**Provided entries**
┄┄┄┄┄┄┄┄┄┄┄┄┄┄┄┄┄┄┄┄

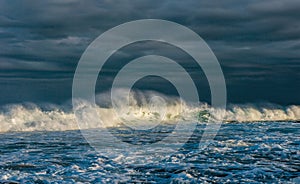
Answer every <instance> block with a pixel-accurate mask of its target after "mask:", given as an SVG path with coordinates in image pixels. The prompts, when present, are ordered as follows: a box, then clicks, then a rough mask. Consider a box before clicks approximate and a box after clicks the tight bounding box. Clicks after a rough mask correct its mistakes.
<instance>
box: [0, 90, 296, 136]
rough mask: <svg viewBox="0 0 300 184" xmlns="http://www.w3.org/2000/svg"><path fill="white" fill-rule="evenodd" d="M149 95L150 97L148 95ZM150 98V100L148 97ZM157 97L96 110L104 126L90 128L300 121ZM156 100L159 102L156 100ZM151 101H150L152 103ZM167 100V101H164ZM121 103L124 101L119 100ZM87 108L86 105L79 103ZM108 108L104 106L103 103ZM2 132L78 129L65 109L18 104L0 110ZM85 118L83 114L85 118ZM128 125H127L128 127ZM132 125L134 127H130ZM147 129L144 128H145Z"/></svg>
mask: <svg viewBox="0 0 300 184" xmlns="http://www.w3.org/2000/svg"><path fill="white" fill-rule="evenodd" d="M149 94H150V95H149ZM149 96H150V97H151V98H148V97H149ZM157 96H158V93H148V94H147V95H144V94H141V93H139V94H135V95H132V96H131V98H130V99H131V100H130V104H129V106H127V105H124V104H123V105H124V106H122V105H121V106H118V113H117V114H116V111H115V110H114V109H113V108H111V107H109V106H106V107H104V106H105V105H104V106H103V107H100V106H97V107H93V108H95V110H96V111H97V112H98V113H99V114H100V115H101V118H102V119H103V118H104V120H105V122H106V123H105V124H103V123H101V124H99V123H97V121H95V118H96V119H97V118H99V117H90V118H88V117H87V119H88V121H89V127H88V128H101V127H114V126H119V125H120V124H121V123H122V122H123V123H124V122H127V123H128V122H131V123H132V122H134V123H135V125H136V124H138V123H139V122H143V123H145V122H146V123H147V124H148V123H151V122H156V123H157V122H160V123H172V122H177V121H186V122H191V121H206V120H207V118H208V117H212V118H214V119H217V120H218V117H219V114H220V113H224V115H225V116H224V118H222V120H218V121H222V122H223V123H226V122H261V121H293V122H299V120H300V106H299V105H291V106H287V107H283V106H278V105H274V104H264V105H254V104H247V105H229V106H228V107H227V110H226V111H225V112H220V111H219V110H217V109H213V108H211V107H210V106H209V105H208V104H205V103H203V104H198V105H189V104H187V103H185V102H182V101H180V100H178V99H176V98H172V97H166V96H164V95H161V94H159V96H160V97H161V98H158V97H157ZM153 97H157V98H153ZM97 99H98V100H99V99H100V100H101V99H102V102H103V99H107V97H106V96H105V95H98V98H97ZM149 99H151V100H149ZM161 99H165V100H161ZM120 102H121V103H123V102H122V100H120ZM80 103H82V105H83V106H87V105H88V104H85V102H80ZM104 104H105V103H104ZM1 109H2V110H1V112H0V132H11V131H65V130H77V129H79V127H78V125H77V122H76V117H75V115H74V113H73V111H72V110H70V109H69V110H67V108H66V107H65V106H54V105H51V106H50V107H49V105H48V106H47V107H45V106H39V105H36V104H25V105H24V104H15V105H9V106H5V107H2V108H1ZM82 115H83V116H84V114H82ZM93 122H95V123H93ZM125 124H126V123H125ZM131 125H132V124H131ZM144 125H145V124H144Z"/></svg>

┄┄┄┄┄┄┄┄┄┄┄┄┄┄┄┄┄┄┄┄

**What the exercise asks**
Wherever the word "instance" appears in the listing, copy the line that holds it.

**Answer to the problem**
Answer every <instance> block with a pixel-accurate mask of its target after "mask:", given as an SVG path with coordinates in image pixels. The prompts, when present, are ordered as follows: a box, then clicks, then a rough mask. Consider a box before clicks approximate and a box after clicks the tight bounding box. Clicks after a rough mask correct its mistakes.
<instance>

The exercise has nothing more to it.